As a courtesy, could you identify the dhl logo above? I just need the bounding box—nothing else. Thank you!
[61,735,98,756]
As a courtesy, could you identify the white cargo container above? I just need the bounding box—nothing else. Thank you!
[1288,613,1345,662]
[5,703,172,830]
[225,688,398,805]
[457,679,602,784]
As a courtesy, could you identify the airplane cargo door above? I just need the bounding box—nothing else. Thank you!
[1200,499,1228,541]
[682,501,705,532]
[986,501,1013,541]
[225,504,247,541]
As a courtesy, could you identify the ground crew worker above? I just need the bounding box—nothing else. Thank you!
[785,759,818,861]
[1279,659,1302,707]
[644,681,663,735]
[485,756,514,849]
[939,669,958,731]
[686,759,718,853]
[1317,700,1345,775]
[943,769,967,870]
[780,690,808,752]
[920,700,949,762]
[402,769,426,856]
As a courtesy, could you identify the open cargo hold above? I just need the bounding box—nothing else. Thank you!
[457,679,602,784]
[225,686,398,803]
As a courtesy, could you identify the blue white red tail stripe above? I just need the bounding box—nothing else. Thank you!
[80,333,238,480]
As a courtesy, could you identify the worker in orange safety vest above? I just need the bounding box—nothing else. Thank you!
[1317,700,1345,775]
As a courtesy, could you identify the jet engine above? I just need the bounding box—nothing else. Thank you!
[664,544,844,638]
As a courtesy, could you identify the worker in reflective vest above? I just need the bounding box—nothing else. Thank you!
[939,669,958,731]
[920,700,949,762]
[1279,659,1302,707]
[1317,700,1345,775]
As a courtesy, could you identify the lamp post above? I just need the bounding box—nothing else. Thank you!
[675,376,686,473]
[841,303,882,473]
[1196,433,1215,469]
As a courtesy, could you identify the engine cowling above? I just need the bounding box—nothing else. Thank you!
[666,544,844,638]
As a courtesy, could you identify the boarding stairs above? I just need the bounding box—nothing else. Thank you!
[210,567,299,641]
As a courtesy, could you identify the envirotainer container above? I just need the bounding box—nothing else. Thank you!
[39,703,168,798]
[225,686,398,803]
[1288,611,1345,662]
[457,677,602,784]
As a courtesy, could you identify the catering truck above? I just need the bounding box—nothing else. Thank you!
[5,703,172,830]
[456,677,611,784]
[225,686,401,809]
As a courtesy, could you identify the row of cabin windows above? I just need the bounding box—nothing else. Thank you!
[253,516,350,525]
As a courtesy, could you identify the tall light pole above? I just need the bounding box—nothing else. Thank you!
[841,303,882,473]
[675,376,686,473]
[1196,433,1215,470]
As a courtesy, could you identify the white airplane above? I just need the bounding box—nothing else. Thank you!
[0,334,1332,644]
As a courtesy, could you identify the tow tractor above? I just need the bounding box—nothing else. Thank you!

= = =

Exercise requirements
Echo the lines between the line holding "As a courtesy, could you identify the engine" and the line holding "[225,686,401,809]", inclusive, without any changes.

Expected answer
As a courtesy, could you identify the engine cowling above? I just need the bounding box—nothing else. Thank you!
[666,544,844,638]
As a courtesy, could you identify the boarding stairs above? I just need the bounding box—nothing else. Thank you!
[210,567,299,641]
As a courtesy, could you identify the envirotainer container above? I just need the bounding box—nothing else. Thank you!
[39,703,168,798]
[225,686,398,803]
[1288,611,1345,662]
[457,677,602,784]
As a courtesy, could you identify the catering truck above? I just need the bounding box—nothing else. Thank you!
[5,703,172,830]
[456,677,611,784]
[225,686,401,809]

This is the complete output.